* Problem:
Count the lines in the data below that contain the string "segment" and give only that number.

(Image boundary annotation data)
==========
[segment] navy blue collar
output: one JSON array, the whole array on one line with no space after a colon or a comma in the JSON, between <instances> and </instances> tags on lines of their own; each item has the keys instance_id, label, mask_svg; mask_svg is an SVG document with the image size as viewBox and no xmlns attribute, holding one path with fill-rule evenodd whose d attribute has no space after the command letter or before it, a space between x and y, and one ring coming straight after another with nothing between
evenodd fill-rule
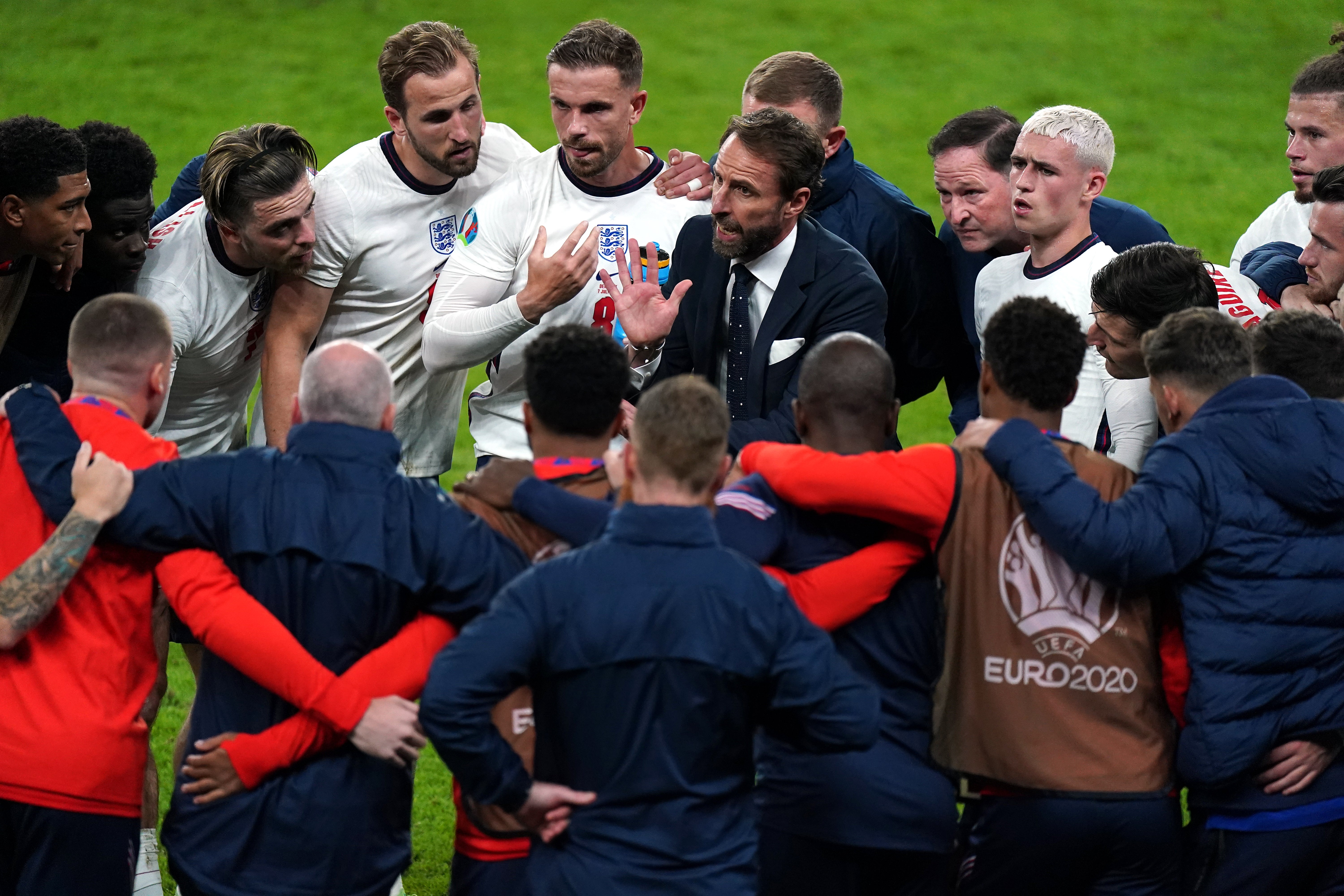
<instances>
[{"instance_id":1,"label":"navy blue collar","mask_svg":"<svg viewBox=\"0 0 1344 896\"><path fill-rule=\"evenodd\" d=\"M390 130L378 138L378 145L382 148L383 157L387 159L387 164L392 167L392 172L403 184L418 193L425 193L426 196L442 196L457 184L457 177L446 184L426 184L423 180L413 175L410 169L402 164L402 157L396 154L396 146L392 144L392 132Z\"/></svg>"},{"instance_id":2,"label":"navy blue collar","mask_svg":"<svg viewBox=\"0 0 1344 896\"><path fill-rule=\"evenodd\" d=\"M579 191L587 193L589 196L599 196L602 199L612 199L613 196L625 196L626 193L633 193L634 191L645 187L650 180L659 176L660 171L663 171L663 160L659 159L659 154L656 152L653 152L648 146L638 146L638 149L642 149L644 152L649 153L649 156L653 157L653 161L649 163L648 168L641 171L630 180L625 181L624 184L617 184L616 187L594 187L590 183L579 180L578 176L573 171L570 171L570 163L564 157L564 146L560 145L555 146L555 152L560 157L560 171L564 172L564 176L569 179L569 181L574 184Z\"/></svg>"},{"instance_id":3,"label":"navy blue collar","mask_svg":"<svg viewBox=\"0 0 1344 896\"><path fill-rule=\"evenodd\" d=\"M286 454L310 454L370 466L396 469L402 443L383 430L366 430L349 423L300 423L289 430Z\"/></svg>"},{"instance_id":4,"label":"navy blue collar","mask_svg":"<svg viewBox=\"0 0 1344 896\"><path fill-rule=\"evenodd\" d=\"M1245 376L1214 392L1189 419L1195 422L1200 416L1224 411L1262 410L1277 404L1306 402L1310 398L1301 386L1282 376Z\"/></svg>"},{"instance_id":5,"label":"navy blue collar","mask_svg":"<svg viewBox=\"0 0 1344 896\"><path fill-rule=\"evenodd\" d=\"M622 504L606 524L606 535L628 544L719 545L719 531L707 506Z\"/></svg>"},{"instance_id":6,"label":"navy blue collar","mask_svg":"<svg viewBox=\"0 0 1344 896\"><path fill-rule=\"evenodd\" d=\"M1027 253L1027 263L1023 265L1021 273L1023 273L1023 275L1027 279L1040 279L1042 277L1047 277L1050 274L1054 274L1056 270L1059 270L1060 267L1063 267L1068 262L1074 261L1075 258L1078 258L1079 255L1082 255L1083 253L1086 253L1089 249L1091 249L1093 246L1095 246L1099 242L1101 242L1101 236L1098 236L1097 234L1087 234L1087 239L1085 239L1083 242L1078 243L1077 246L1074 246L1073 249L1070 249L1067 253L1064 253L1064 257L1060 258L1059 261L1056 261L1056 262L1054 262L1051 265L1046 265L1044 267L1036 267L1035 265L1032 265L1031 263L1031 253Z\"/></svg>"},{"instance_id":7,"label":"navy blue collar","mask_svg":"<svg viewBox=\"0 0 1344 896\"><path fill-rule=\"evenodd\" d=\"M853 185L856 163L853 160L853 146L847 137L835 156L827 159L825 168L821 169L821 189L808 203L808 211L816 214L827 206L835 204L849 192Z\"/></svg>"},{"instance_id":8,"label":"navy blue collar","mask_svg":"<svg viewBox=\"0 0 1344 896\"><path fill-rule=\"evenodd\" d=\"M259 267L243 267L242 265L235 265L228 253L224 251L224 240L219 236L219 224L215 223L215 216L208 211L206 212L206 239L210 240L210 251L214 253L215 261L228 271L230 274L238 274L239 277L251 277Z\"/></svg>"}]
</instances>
==========
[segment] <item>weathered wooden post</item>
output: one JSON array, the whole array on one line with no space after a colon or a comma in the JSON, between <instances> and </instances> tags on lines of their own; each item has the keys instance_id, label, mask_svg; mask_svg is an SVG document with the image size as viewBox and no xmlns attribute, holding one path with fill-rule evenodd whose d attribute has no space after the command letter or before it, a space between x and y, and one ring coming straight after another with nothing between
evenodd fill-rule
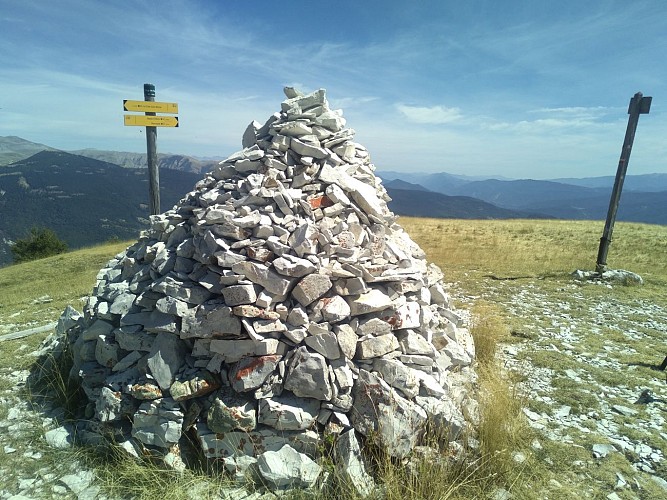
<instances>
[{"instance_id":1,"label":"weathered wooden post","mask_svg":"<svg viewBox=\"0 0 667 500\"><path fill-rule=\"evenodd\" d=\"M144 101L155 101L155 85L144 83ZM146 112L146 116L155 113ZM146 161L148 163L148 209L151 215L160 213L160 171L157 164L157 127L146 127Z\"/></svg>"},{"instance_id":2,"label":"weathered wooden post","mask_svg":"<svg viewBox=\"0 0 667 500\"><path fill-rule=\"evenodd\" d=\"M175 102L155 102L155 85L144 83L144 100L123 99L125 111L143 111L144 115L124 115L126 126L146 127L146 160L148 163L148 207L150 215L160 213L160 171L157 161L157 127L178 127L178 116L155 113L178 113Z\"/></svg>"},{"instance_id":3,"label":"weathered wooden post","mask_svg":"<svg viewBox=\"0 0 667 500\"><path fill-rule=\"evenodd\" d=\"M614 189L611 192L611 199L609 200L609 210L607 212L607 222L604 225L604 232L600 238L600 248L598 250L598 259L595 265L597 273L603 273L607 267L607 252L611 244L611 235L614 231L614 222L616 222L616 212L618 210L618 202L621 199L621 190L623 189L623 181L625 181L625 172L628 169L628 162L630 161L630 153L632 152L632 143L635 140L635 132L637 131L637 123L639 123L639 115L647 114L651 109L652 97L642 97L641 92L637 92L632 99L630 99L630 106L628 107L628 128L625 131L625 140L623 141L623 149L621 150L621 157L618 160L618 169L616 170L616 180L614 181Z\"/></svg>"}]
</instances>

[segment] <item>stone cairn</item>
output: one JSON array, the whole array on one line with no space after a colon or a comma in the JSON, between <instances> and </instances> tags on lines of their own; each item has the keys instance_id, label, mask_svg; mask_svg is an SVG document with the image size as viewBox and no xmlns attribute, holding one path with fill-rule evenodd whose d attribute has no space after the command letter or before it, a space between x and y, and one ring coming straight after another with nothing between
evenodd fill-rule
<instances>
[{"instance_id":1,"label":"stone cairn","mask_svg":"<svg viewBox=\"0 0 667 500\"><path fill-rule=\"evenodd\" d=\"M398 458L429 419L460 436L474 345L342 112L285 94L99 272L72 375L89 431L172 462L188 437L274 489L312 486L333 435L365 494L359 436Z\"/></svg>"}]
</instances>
==========
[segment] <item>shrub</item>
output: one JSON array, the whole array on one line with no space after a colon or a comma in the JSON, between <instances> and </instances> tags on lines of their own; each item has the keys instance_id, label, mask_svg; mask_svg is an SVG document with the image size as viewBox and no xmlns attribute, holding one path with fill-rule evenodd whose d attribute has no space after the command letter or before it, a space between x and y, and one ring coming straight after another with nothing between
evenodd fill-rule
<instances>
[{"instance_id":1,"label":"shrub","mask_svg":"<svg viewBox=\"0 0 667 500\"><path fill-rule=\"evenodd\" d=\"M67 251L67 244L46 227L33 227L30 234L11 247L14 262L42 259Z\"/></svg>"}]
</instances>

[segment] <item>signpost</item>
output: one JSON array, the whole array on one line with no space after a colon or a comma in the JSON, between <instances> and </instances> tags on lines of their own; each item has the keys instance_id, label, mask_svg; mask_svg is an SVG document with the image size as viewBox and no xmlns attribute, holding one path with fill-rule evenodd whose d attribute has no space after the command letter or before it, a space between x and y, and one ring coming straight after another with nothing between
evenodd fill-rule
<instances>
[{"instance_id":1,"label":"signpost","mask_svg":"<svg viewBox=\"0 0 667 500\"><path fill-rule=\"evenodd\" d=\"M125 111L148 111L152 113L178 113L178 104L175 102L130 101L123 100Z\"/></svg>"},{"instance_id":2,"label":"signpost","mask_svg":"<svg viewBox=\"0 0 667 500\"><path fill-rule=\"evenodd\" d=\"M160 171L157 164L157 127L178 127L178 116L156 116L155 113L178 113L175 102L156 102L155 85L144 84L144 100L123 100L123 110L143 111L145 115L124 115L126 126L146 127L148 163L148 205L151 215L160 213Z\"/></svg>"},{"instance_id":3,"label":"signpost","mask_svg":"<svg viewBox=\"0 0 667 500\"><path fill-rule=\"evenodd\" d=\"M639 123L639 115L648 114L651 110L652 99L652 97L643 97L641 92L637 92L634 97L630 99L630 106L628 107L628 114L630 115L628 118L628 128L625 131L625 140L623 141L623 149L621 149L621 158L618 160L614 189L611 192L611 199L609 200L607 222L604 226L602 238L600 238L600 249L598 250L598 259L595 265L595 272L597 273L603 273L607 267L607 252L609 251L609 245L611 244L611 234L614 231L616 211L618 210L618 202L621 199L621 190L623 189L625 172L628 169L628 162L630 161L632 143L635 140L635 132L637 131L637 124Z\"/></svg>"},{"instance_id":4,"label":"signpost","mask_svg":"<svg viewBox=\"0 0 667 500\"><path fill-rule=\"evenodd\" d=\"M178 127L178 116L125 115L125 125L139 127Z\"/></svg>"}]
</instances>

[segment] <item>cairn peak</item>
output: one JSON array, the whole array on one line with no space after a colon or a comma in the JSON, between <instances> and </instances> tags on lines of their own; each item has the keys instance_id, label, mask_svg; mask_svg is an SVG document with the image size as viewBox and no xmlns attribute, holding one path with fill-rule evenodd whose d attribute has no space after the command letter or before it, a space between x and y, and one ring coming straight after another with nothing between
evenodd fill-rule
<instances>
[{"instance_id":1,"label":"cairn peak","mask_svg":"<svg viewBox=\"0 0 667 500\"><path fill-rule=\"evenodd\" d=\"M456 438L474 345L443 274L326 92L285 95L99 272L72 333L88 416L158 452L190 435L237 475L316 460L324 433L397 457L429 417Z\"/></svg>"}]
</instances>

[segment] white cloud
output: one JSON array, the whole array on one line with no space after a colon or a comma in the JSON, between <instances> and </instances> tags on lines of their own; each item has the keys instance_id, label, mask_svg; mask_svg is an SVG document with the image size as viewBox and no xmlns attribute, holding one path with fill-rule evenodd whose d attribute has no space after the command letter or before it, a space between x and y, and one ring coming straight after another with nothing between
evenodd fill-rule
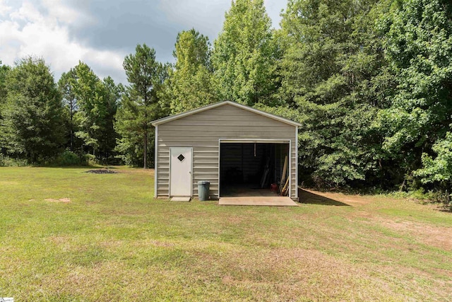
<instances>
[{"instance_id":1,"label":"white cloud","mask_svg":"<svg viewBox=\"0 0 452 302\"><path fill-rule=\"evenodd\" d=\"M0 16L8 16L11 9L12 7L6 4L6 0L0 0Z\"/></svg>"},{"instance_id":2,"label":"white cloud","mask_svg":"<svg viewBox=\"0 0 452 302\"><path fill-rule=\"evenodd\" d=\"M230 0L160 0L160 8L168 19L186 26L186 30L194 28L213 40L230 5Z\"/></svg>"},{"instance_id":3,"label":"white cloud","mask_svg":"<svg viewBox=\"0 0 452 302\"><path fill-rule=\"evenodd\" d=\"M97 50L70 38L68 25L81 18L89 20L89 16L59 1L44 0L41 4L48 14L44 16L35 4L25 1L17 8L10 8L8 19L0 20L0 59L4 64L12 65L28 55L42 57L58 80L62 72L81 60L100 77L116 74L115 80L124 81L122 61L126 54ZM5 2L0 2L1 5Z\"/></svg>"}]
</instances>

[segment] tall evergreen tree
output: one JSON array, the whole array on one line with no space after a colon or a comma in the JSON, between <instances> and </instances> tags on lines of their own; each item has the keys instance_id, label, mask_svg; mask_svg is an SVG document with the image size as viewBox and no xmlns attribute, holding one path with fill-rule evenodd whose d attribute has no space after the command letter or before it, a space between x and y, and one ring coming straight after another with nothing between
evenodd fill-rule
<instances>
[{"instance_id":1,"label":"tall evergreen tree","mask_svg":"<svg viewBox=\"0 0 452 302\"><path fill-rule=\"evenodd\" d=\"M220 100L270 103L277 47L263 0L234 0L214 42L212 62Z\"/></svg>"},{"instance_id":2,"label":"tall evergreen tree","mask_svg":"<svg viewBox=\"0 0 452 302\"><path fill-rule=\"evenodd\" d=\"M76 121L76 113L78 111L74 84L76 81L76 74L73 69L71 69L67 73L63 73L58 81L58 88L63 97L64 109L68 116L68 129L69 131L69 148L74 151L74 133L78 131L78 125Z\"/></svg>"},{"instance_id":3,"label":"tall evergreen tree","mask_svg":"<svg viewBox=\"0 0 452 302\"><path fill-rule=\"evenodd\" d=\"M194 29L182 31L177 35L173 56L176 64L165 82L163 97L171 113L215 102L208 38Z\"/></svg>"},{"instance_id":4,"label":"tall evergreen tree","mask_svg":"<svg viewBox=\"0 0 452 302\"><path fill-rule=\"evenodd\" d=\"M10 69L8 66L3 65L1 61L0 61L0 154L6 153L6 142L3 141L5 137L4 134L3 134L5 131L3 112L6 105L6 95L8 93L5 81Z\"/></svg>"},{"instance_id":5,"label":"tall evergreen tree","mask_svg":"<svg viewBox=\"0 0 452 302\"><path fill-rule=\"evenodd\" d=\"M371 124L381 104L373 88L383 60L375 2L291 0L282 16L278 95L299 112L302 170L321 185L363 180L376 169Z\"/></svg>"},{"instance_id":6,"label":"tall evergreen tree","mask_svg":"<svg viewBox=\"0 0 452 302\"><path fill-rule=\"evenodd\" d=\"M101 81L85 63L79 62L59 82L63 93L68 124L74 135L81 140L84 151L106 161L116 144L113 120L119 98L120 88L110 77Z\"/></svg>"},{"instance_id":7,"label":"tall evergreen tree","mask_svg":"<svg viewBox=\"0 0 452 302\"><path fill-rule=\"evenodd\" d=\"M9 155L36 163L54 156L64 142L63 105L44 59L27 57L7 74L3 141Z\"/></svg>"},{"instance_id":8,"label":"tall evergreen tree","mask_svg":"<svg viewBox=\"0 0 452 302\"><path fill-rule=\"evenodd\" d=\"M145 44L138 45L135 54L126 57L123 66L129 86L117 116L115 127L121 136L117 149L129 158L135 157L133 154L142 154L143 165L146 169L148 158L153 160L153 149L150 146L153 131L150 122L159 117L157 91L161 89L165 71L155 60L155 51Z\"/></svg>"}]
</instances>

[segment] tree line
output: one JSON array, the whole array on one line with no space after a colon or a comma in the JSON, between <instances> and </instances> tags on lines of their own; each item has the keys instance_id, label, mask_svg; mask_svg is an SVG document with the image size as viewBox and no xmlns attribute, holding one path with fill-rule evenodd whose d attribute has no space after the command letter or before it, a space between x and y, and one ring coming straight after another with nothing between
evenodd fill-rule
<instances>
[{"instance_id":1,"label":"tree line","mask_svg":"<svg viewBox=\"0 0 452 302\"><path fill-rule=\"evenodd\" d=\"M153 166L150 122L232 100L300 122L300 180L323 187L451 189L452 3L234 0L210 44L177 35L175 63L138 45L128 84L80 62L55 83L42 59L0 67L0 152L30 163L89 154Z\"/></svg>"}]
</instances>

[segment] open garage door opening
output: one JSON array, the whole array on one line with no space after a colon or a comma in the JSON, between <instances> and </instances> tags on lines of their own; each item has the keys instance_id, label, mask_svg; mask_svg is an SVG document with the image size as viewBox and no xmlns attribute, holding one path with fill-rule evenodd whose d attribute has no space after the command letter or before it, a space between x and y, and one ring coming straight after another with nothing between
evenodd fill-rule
==========
* Problem solution:
10